» Written task 1:
Reproduce the forest essay below word for word, from its title to its final line.

The Circumference of My Ignorance
- Ben Pring
- Apr 17
- 3 min read
Picture yourself standing in a dark dense forest. Nothing is visible but the trunks of trees. The sky and the daylight struggle to penetrate through the pines and the leaves. To hand you have an axe. To create a path or a clearing you realize you have to cut down the trees.
You start to chop at the tree in front of you. Slowly, painfully slowly, you struggle to make a dent, then a notch, then a full slice and after interminable effort the tree begins to fall, brushing past its neighbors that try to keep it upright, but then accelerating and crashing onto the forest floor.
One down. Hundreds, thousands, millions to go.
You keep chopping. Two, three, four, five, six trees fall. The clearing grows larger. There is more room to swing the axe. Seven, eight, nine, ten. There is more light from above, more air, more room to lean back to see birds and clouds float high above the crowns of the trees that still surround you.
Back to work. Back to chopping.
Eleven, 12, 13, 14, 15.
The circle you stand in grows larger. Larger and larger with each capitulating trunk.
Sixteen, 17, 18, 19, 20.
Enough for one day.
Then the thought occurs. The more trees I chop down the more trees there are to chop down. The circle around me gets bigger the more trees I fell. The circumference expands the more I do.

» Data excerpts:
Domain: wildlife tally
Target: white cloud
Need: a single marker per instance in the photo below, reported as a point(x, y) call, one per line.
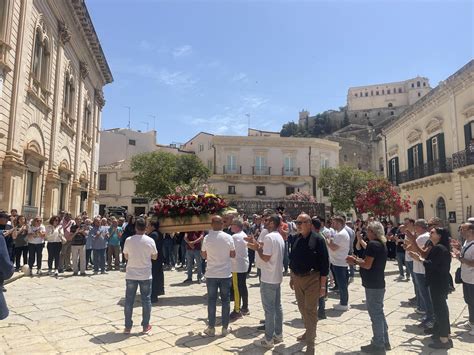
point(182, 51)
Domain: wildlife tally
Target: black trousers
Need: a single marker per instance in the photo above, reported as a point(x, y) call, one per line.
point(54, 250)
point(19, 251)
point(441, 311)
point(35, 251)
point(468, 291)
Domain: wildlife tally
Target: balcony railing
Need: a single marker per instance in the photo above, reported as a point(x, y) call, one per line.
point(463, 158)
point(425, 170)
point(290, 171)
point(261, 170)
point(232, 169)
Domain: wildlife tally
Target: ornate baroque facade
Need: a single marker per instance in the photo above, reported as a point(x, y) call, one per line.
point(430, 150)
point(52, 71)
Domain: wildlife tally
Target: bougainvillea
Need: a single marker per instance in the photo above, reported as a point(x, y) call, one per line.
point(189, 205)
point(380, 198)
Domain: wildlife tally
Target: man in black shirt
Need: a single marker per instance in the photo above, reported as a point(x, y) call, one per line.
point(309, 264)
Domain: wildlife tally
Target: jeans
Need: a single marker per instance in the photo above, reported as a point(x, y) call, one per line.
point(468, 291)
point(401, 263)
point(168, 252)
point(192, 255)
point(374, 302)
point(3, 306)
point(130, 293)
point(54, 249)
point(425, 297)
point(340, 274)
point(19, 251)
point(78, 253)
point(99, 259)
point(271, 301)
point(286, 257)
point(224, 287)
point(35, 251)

» Written task 2:
Please give the records again from their start through the line holding "point(52, 71)", inclusive, and only those lines, requests included, with each point coordinate in the answers multiplied by 1.6 and rounded to a whole number, halves up. Leave the pictures out.

» Exercise result 1:
The Circumference of My Ignorance
- Ben Pring
- Apr 17
- 3 min read
Picture yourself standing in a dark dense forest. Nothing is visible but the trunks of trees. The sky and the daylight struggle to penetrate through the pines and the leaves. To hand you have an axe. To create a path or a clearing you realize you have to cut down the trees.
You start to chop at the tree in front of you. Slowly, painfully slowly, you struggle to make a dent, then a notch, then a full slice and after interminable effort the tree begins to fall, brushing past its neighbors that try to keep it upright, but then accelerating and crashing onto the forest floor.
One down. Hundreds, thousands, millions to go.
You keep chopping. Two, three, four, five, six trees fall. The clearing grows larger. There is more room to swing the axe. Seven, eight, nine, ten. There is more light from above, more air, more room to lean back to see birds and clouds float high above the crowns of the trees that still surround you.
Back to work. Back to chopping.
Eleven, 12, 13, 14, 15.
The circle you stand in grows larger. Larger and larger with each capitulating trunk.
Sixteen, 17, 18, 19, 20.
Enough for one day.
Then the thought occurs. The more trees I chop down the more trees there are to chop down. The circle around me gets bigger the more trees I fell. The circumference expands the more I do.

» Exercise result 2:
Domain: wildlife tally
Target: white cloud
Need: a single marker per instance in the photo below, reported as a point(x, y) call, one per line.
point(291, 82)
Domain: wildlife tally
Target: black trousers
Need: a single marker per instance in the photo above, reported as a point(x, y) call, one per line.
point(86, 400)
point(30, 402)
point(706, 498)
point(56, 402)
point(749, 466)
Domain: wildlife tally
Target: balcony railing
Need: a single marker per instance in the photo above, reported as a point(x, y) call, one per line.
point(741, 253)
point(680, 272)
point(464, 274)
point(418, 272)
point(371, 270)
Domain: wildlife tally
Target: ornate baroque facade
Need: a single marker per instance in the photo above, reported as a point(x, y) call, one per line.
point(688, 240)
point(83, 114)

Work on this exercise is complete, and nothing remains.